▶ [THE TASK] Write out all the items below again, swapping "whereabouts" for "where" and leaving everything else the same.

++++ DATA RECORDS ++++

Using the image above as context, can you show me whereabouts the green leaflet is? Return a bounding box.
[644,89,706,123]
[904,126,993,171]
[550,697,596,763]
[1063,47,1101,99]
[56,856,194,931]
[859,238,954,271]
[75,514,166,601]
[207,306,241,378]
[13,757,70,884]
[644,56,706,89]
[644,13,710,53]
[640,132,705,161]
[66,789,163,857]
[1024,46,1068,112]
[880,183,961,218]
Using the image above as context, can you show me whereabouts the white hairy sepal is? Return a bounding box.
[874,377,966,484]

++++

▶ [SOLUTION TO THIS EXERCISE]
Using the image above as context, can you show me where the green leaflet is? Return a bounding box.
[644,89,706,123]
[904,126,993,171]
[550,697,596,763]
[1063,47,1101,99]
[56,856,194,931]
[859,238,954,271]
[75,514,166,601]
[207,306,241,378]
[13,757,70,884]
[644,56,706,89]
[644,13,710,53]
[640,132,705,161]
[66,789,163,857]
[1024,46,1068,112]
[880,183,961,218]
Using the image above as context, can you show me where the white hairy sepal is? Return a bounding box.
[874,377,966,484]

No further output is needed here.